### THE DATA
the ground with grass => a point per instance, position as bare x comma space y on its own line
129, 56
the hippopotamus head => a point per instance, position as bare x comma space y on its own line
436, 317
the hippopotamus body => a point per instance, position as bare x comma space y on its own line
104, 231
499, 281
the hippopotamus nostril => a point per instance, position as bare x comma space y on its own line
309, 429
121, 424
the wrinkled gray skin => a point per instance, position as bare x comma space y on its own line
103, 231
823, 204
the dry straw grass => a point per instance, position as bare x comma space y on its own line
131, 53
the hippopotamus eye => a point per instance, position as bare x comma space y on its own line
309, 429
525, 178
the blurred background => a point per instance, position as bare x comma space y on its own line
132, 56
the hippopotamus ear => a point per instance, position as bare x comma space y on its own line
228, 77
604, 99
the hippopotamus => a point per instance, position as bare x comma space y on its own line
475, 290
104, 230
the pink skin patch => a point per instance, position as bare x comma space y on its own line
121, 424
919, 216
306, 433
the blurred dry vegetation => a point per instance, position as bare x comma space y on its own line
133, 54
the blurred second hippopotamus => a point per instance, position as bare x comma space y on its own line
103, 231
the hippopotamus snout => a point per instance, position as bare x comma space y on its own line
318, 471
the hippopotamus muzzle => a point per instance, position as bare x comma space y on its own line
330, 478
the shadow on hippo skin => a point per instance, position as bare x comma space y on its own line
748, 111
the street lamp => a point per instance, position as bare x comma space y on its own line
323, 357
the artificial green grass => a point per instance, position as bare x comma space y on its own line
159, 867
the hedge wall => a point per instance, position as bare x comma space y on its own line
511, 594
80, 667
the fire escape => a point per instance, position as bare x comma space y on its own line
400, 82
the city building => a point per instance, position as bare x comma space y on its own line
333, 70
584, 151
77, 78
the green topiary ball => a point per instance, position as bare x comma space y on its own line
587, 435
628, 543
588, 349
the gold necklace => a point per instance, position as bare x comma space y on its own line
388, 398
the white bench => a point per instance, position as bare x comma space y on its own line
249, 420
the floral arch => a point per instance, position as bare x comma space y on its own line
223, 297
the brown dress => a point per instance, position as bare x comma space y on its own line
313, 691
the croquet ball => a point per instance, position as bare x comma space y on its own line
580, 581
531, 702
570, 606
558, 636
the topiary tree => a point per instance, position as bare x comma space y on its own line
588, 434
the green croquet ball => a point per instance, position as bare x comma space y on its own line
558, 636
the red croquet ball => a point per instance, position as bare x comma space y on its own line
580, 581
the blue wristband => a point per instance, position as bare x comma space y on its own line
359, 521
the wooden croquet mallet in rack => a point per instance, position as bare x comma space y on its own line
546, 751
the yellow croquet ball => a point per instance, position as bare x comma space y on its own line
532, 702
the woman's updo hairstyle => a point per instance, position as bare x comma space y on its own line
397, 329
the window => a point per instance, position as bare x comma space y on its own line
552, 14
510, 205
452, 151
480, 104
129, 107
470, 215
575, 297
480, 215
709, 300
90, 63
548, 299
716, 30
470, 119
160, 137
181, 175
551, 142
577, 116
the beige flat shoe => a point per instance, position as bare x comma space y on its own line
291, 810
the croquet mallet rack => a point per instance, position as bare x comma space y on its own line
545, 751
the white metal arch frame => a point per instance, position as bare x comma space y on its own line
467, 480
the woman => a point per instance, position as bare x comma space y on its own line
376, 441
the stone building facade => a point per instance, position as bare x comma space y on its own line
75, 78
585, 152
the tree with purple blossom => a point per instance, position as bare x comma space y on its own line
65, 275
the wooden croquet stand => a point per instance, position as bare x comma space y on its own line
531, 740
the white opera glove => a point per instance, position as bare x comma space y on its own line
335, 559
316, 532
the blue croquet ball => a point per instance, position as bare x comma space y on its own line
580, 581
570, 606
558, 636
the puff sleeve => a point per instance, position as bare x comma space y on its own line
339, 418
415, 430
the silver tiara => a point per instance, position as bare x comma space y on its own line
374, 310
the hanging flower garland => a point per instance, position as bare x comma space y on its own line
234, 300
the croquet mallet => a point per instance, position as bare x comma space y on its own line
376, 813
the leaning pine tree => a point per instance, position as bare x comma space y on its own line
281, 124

### DESCRIPTION OF THE TASK
Turn the records, from the line containing "the leaning pine" through the last line, into a JSON list of strings, one string per line, leaving out any blank lines.

### EXERCISE SOLUTION
[
  "the leaning pine tree => a point per instance, position as bare x comma space y on its own line",
  "281, 124"
]